SOURCE PASSAGE —

Case ID: pa-super_224/html/0449-01.html
Source: Caselaw Access Project
Author: {"author": "Ceecone, J.,", "license": "Public Domain", "url": "https://static.case.law/"}
Date Created: 2024-08-24T03:29:51.129683

Commonwealth v. Karafin, Appellant.
    
      June 14, 1973:
    
      Francis S. Wright, Assistant Defender, with him Jonathan Miller, Assistant Defender, and Vincent J. Ziccm'di, Defender, for appellant.
    
      Benjamin H. Levintow, Assistant District Attorney, with him Milton M. Stein, Assistant District Attorney, Richard A. Sprague, First Assistant District Attorney, and Arlen Specter, District Attorney, for Commonwealth, appellee.
   Opinion by

Ceecone, J.,

Defendant Harry J. Karafin was charged with and found guilty after trial by jury of the crime of perjury. He was sentenced to a term of not less than two years nor more than seven years, which was to begin at the expiration of the four to nine year aggregate term he was then serving on conviction of numerous indictments charging, inter alia, blackmail, extortion, and unlawful solicitation by employe. While these latter charges were being processed against Mm, defendant, who was at that time an investigative reporter for the Philadelphia Inquirer, sought to charge the Philadelphia District Attorney, Arlen Specter, and his Assistant District Attorney, William H. Wolf, Jr., with maliciously conspiring to have him falsely indicted on these charges and with intimidating and harassing divers people in an effort to obtain testimony against him regardless of the truth.

DATASET ENTRIES —
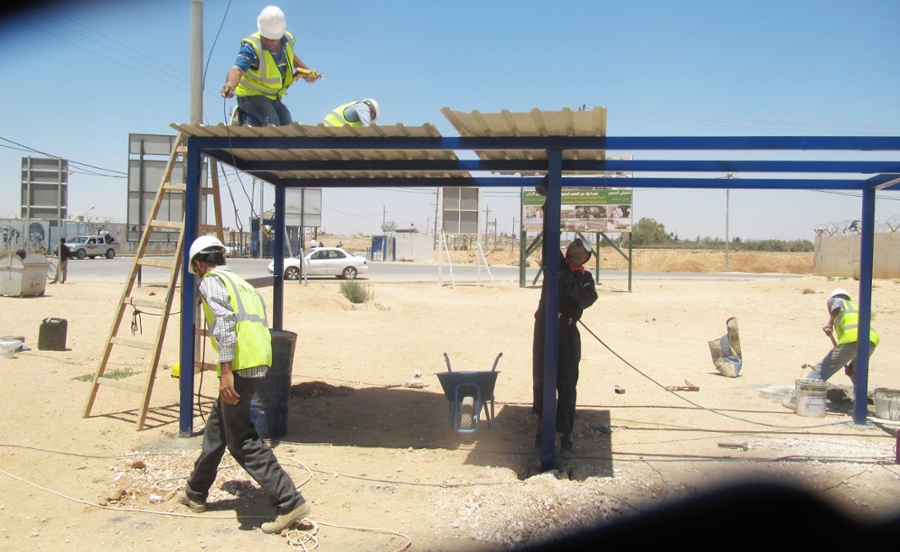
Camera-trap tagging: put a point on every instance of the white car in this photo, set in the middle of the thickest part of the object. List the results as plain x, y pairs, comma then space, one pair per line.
324, 261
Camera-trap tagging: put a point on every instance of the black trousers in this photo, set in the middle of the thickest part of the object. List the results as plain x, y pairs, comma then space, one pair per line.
569, 356
230, 426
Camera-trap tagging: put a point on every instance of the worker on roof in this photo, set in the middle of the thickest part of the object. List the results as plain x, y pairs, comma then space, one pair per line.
263, 71
842, 328
361, 113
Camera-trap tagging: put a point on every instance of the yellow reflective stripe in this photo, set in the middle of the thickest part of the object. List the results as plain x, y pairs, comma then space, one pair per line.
267, 78
241, 314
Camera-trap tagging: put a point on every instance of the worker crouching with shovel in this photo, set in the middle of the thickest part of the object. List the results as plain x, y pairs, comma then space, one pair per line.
843, 329
576, 293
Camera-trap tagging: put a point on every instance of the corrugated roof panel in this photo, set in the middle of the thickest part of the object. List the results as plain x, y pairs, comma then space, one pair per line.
533, 123
320, 131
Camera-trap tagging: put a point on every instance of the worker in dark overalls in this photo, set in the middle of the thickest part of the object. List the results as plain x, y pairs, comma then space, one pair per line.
576, 293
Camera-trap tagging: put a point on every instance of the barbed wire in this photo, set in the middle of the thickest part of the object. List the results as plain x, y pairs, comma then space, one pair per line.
854, 227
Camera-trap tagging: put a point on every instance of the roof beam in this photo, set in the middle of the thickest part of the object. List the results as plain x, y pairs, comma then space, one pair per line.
533, 143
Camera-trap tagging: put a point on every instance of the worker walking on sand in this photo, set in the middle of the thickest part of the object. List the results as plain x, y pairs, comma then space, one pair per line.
362, 113
842, 328
237, 318
264, 71
576, 293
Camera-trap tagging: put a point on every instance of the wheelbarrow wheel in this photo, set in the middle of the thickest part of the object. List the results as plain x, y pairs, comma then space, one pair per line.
467, 413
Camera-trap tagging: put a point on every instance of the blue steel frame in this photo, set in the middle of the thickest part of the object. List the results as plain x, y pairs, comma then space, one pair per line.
886, 177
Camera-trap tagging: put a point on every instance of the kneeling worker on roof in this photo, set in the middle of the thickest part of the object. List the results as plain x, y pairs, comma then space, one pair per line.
361, 113
237, 318
264, 71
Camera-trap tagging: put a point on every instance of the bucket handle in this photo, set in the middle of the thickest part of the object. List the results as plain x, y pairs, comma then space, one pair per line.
496, 360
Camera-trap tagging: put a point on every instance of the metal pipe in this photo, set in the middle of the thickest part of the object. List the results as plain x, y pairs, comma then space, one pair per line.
188, 289
866, 257
551, 305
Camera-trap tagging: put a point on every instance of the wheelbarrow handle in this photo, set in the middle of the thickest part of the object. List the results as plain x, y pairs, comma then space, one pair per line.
496, 360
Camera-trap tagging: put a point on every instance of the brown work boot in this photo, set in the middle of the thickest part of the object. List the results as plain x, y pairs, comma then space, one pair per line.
284, 521
196, 507
565, 447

WHAT THIS EXERCISE ASKS —
a) Transcribe the court opinion from "Commonwealth v. Karafin, Appellant." up to and including "for Commonwealth, appellee.".
b) Rewrite the records from the line with "Camera-trap tagging: put a point on every instance of the brown" up to and including the last line of the records, putting "safety boot" in place of "work boot" and leaving all else unchanged.

EXPECTED OUTPUTS —
a)
Commonwealth v. Karafin, Appellant.
    
      June 14, 1973:
    
      Francis S. Wright, Assistant Defender, with him Jonathan Miller, Assistant Defender, and Vincent J. Ziccm'di, Defender, for appellant.
    
      Benjamin H. Levintow, Assistant District Attorney, with him Milton M. Stein, Assistant District Attorney, Richard A. Sprague, First Assistant District Attorney, and Arlen Specter, District Attorney, for Commonwealth, appellee.

b)
Camera-trap tagging: put a point on every instance of the brown safety boot in this photo, set in the middle of the thickest part of the object. List the results as plain x, y pairs, comma then space, one pair per line.
284, 521
196, 507
565, 447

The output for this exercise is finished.